▸ **Stored data entries**
__________

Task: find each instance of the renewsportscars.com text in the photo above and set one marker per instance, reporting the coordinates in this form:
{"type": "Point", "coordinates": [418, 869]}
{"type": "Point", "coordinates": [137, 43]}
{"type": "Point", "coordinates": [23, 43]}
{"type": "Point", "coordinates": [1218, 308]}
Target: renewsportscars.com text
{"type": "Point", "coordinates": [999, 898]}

__________

▸ **Exercise**
Copy each line of the entries exactly.

▸ **Exercise answer**
Task: find each instance of the renewsportscars.com text in the photo above and set one marker per instance, reporting the coordinates in this form:
{"type": "Point", "coordinates": [418, 869]}
{"type": "Point", "coordinates": [137, 43]}
{"type": "Point", "coordinates": [23, 43]}
{"type": "Point", "coordinates": [1218, 308]}
Target: renewsportscars.com text
{"type": "Point", "coordinates": [999, 898]}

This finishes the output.